■ **Raw records**

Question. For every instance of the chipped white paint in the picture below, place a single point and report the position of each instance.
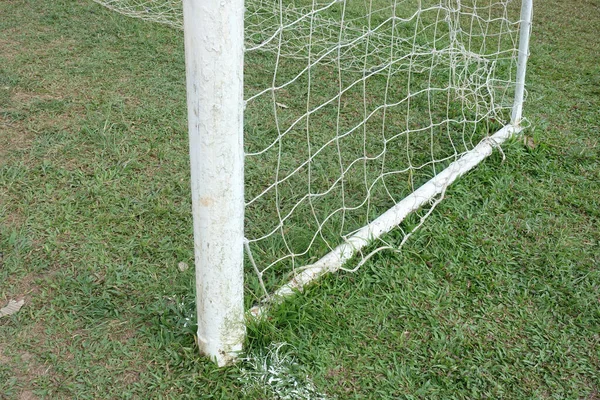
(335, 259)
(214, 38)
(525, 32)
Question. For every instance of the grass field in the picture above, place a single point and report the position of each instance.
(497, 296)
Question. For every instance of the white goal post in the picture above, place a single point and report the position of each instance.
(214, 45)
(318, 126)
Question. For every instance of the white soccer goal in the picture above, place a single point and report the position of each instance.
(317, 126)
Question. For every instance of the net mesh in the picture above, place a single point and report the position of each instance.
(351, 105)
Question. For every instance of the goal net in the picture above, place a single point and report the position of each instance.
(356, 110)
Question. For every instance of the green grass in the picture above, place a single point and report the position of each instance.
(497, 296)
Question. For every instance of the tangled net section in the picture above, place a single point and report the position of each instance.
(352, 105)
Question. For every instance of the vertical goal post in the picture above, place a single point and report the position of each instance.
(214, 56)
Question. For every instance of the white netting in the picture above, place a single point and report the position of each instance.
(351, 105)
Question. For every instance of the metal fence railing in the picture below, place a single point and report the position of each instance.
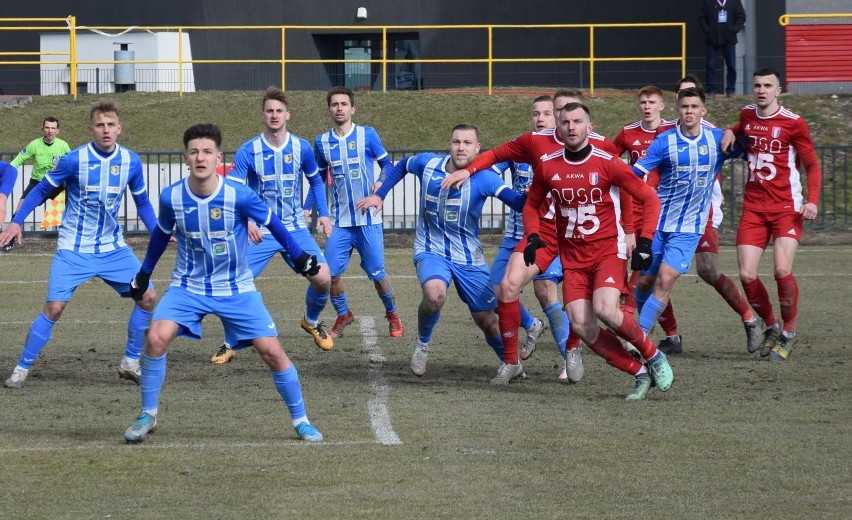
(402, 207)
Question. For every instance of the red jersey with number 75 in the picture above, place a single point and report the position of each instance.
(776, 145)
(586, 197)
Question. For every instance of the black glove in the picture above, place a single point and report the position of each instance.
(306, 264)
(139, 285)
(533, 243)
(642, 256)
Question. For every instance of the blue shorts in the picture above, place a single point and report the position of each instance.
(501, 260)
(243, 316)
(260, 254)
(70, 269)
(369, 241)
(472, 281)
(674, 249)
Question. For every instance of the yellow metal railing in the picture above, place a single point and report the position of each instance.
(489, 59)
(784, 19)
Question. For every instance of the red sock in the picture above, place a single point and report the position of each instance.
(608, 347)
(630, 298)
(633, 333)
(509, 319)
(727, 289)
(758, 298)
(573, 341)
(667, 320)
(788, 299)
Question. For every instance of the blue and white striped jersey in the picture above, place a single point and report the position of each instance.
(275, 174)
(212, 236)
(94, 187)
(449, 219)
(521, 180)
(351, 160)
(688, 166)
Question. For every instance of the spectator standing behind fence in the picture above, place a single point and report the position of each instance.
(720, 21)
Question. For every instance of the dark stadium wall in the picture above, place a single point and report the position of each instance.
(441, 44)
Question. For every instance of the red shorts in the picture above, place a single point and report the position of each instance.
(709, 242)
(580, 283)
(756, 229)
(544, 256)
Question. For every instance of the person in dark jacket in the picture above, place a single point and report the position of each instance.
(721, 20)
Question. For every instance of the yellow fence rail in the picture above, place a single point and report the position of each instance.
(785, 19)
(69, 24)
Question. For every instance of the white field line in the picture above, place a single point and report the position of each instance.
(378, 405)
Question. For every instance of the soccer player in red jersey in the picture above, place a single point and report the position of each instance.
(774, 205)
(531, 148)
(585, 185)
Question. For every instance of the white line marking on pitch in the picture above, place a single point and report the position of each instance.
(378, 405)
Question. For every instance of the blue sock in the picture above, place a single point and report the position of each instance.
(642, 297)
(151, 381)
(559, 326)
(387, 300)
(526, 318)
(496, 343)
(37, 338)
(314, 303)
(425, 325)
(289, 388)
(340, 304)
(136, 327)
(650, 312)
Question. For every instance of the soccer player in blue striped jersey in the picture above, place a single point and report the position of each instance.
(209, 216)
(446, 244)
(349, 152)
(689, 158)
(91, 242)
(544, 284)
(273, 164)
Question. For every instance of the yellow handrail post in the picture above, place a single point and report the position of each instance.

■ **Written exercise**
Each record above must be returned exactly as written, with its pictures omitted.

■ **Final answer**
Question. For every instance of the chipped white paint in the picture below, place a single point and report the position of each instance.
(335, 259)
(214, 38)
(525, 32)
Question. For every instance of the grass field in the picture above, place a single point and report the position of each instance.
(497, 296)
Question. For every instance of the white goal post in the picture above, place a single point and report the position of each instance.
(214, 45)
(318, 126)
Question. For every instance of the white soccer goal in the picture above, place a single point and report the position of each instance.
(317, 126)
Question. For every instance of the net mesh in the picture above, place a single point and report the position of each instance.
(351, 105)
Question. For every instance of the goal net in the picture above, place a single point and report the position of each instance.
(356, 110)
Question. For every instance of the green grass in the picture above, place a single point and report the position of each instance.
(497, 296)
Question. For every instance of the tangled net section in the picture above, place a single point and report the position of each instance.
(352, 105)
Question. For every instance of the vertical goal post in the picture above, place a single point and report the position of each instance.
(214, 56)
Question. For every instance of the white netting in the picture above, place a single point and report the position of each instance.
(351, 105)
Question. For every instance of the metal fence railing in the picture below, place a single point and report the position of each instance.
(402, 207)
Question. For every instance of the red jersey with number 75 in the picture above, place a single point and report the position of each instance.
(776, 145)
(586, 197)
Question. For every instance of the black glove in the picture above, place a single point and report the position of each instance.
(306, 264)
(139, 285)
(533, 243)
(642, 256)
Question. For every instance of the blue shorts in the picture above, place a single point and report the position of each instance.
(501, 260)
(243, 316)
(260, 254)
(70, 269)
(369, 241)
(472, 281)
(674, 249)
Question. For every instance of the yellow metal railing in the picture above, place a single point and report the position of each instance.
(489, 59)
(784, 19)
Question. For every instance of the red sock in the picture above, place a single point and report the position of each instance.
(608, 347)
(630, 298)
(633, 333)
(509, 319)
(727, 289)
(758, 298)
(573, 341)
(667, 320)
(788, 299)
Question. For every instance of the blue and white striped jersey in the picture above, place a single point and report the position of each instance.
(275, 174)
(212, 236)
(94, 187)
(449, 219)
(521, 180)
(351, 160)
(688, 166)
Question. For every instance of the spectator standing behind fence in the picture above, place a single point and report the position of each instance.
(720, 21)
Question. For every instance of the dark stadium wall in the picture above, place a single point and report the position of each instance.
(441, 44)
Question. For every instance of the red shorts in the picture above, place a single point and report the position of each instance.
(709, 242)
(580, 283)
(756, 229)
(544, 256)
Question. For every instance of the person in dark jacket in the picture above, place a single point and report the position of each instance.
(721, 20)
Question. For every instance of the yellow fence rail in the picture above, place a single point and report the position of each instance.
(785, 19)
(69, 24)
Question. For every instance of the white field line in the picture above, place a single point and report the position of each instance.
(378, 405)
Question. For every instance of the soccer player in red jersey in the picture above, place a single point and report the position of each instance.
(774, 205)
(531, 148)
(585, 185)
Question. For every instance of the white line marking on pitch in the picture above, place a single point and report the position of each instance.
(378, 405)
Question. For every instance of the blue sock in the picture above, place a single point and report the position of each instance.
(642, 297)
(151, 381)
(559, 326)
(387, 300)
(526, 318)
(496, 343)
(37, 338)
(314, 303)
(425, 325)
(289, 388)
(340, 304)
(136, 327)
(650, 312)
Question. For every instance of the soccer player in blue striped jersey in the picture above, place a single point and report the position of each instance.
(209, 216)
(446, 244)
(349, 152)
(689, 158)
(91, 242)
(544, 284)
(273, 164)
Question. For every instance of the yellow handrail post in the picture above, place a single point and report the position of each instance.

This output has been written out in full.